SHORT PROBLEM
Rewrite every line of the rows below as a JSON list of strings, one string per line, with blank lines dropped. Leave the pictures out.

____ EXTRACTED INFORMATION

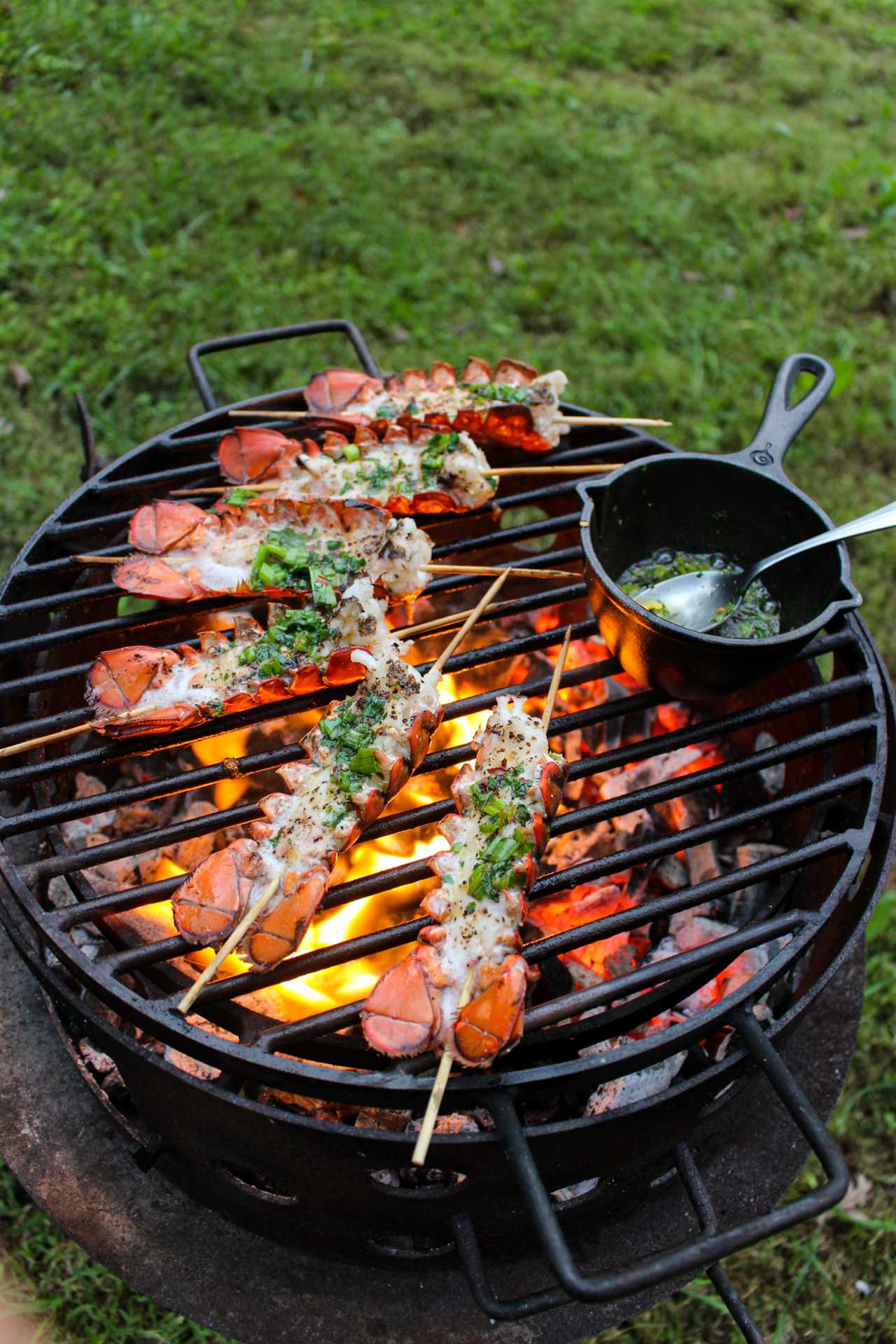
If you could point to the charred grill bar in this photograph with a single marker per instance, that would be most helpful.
(833, 823)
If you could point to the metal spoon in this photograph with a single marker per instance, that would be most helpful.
(701, 600)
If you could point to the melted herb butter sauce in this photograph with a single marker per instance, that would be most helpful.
(758, 617)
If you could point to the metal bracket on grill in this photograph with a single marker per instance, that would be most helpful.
(688, 1257)
(270, 334)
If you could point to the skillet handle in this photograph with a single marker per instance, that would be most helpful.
(780, 421)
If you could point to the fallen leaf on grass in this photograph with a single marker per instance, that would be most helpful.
(20, 378)
(859, 1194)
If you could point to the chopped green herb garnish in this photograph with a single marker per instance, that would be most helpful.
(349, 732)
(498, 391)
(288, 561)
(292, 640)
(242, 495)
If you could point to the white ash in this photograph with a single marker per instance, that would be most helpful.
(774, 776)
(690, 930)
(672, 873)
(102, 1065)
(745, 902)
(644, 776)
(640, 1085)
(582, 1187)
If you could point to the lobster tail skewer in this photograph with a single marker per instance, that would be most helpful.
(505, 802)
(301, 651)
(358, 758)
(510, 405)
(407, 468)
(277, 547)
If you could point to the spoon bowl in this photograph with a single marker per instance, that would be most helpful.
(704, 598)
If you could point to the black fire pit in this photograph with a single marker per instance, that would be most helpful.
(514, 1205)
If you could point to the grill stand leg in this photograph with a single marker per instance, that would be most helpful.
(708, 1247)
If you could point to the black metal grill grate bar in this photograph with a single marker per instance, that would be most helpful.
(624, 756)
(514, 608)
(280, 708)
(535, 952)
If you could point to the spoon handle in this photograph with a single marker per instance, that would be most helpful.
(875, 522)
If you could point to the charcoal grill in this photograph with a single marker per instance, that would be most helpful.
(309, 1183)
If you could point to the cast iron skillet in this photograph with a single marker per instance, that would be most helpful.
(741, 504)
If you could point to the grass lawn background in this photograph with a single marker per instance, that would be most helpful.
(662, 198)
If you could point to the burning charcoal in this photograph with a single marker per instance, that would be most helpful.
(115, 875)
(187, 1065)
(149, 866)
(597, 961)
(692, 809)
(746, 902)
(456, 1123)
(690, 930)
(190, 854)
(374, 1117)
(589, 843)
(144, 816)
(86, 942)
(573, 752)
(644, 776)
(774, 776)
(76, 832)
(672, 873)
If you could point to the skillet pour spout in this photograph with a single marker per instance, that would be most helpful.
(741, 504)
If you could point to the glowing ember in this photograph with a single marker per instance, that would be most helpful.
(597, 961)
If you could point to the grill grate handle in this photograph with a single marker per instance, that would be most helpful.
(272, 334)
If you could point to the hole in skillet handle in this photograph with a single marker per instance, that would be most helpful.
(782, 421)
(706, 503)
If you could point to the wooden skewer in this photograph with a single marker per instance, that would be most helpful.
(612, 420)
(226, 948)
(440, 1084)
(227, 488)
(438, 622)
(547, 470)
(428, 569)
(555, 679)
(498, 569)
(16, 748)
(475, 615)
(567, 420)
(561, 470)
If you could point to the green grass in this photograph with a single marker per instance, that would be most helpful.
(663, 198)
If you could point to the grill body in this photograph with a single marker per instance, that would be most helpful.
(298, 1177)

________

TASK SOLUTION
[
  "If you could point to the charred grill bar in this photograph with a single marker per instance, that would be most helpful.",
  "(833, 823)",
  "If you could point to the metal spoon in this photograph with a single marker per instance, that would be most helpful.",
  "(701, 600)",
  "If you could point to the melted herb butter sauce in this photograph with a single marker per instance, that would be most helpful.",
  "(758, 617)",
  "If you could point to the metal bracket on grill in this photograph with a single marker per instance, that would be most helpful.",
  "(688, 1257)",
  "(270, 334)",
  "If you could point to the skillet handle in this photograph with a single marker per instance, that would be most helpful.",
  "(780, 421)",
  "If you could point to the fallen leaf on grass in this photograph with a single marker per instance, that would be most helpful.",
  "(20, 378)",
  "(859, 1194)",
  "If you could point to the chopped green herb garnish in this photograph with a single marker per instance, that would be most helpful.",
  "(349, 732)",
  "(498, 391)",
  "(288, 561)",
  "(292, 640)",
  "(242, 495)",
  "If you could point to the white ash in this photograph with a single marker per instance, that would be most helpful.",
  "(774, 776)",
  "(690, 930)",
  "(672, 873)",
  "(102, 1065)",
  "(745, 902)",
  "(644, 776)",
  "(640, 1085)",
  "(582, 1187)",
  "If you could point to the lobster tail skewer in this photograph with a single marker per instance, that would be most helpful.",
  "(505, 802)",
  "(301, 651)",
  "(358, 758)",
  "(510, 405)",
  "(407, 468)",
  "(277, 547)",
  "If you could point to the spoon bowl in this photograph with a single marker per instance, that would be most helpful.",
  "(704, 598)",
  "If you could point to the black fire pit in this photograph with a single marker per instance, that would be most helpful.",
  "(514, 1205)",
  "If you could point to the grill stand leg in this photograph with a single marker per instance, that would be most helpful.",
  "(708, 1247)",
  "If you could point to the black metal grill grate bar in this photograph with a single marker per instance, that would be most helpful.",
  "(624, 756)",
  "(514, 608)",
  "(280, 708)",
  "(535, 952)",
  "If you could point to the spoon handle in this photograph with a single marker per instance, that would be most helpful.",
  "(875, 522)",
  "If you could point to the charcoal grill in this photograph with a single marker per instance, that would be most helpful.",
  "(309, 1183)",
  "If you could point to the cast iron skillet in this photograph with a single marker per instance, that would be most helpful.",
  "(741, 504)",
  "If you could point to the grass lawn background in this photograph with a single marker per instance, that would be most helpful.",
  "(662, 198)",
  "If you could point to the burning charcoal in this photograph with a single marker per instance, that would be most helpful.",
  "(115, 875)",
  "(187, 1065)",
  "(149, 866)",
  "(597, 961)",
  "(692, 809)",
  "(746, 902)",
  "(456, 1123)",
  "(690, 930)",
  "(190, 854)",
  "(374, 1117)",
  "(589, 843)",
  "(144, 816)",
  "(86, 942)",
  "(573, 752)",
  "(644, 776)",
  "(774, 776)",
  "(76, 832)",
  "(672, 873)",
  "If you could point to the skillet pour spout in this photograph with a single marker per instance, that would be most helpful.",
  "(741, 504)",
  "If you could point to the glowing ember in this photograph with a single marker per instance, that would be most helpful.",
  "(597, 961)",
  "If you could point to the grill grate handle in this photograph with a single marker per instance, that would be most helpful.",
  "(272, 334)",
  "If you could point to the hole in skillet handle in this photograph with a single marker per instance, that would be most helpful.",
  "(782, 421)",
  "(706, 503)",
  "If you could point to the wooden skewer in this photograph with a single marker per instance, that would be most helpful.",
  "(612, 420)",
  "(226, 948)",
  "(440, 1084)",
  "(227, 488)",
  "(438, 622)",
  "(547, 470)",
  "(428, 569)",
  "(555, 679)",
  "(498, 569)",
  "(16, 748)",
  "(475, 615)",
  "(567, 420)",
  "(561, 470)",
  "If you could point to the green grass in this photograph with a single marker per instance, that would be most helpful.",
  "(663, 198)",
  "If you could point to the grill body in this photograph with a single marker per instance, that would be most helpful.",
  "(298, 1177)"
]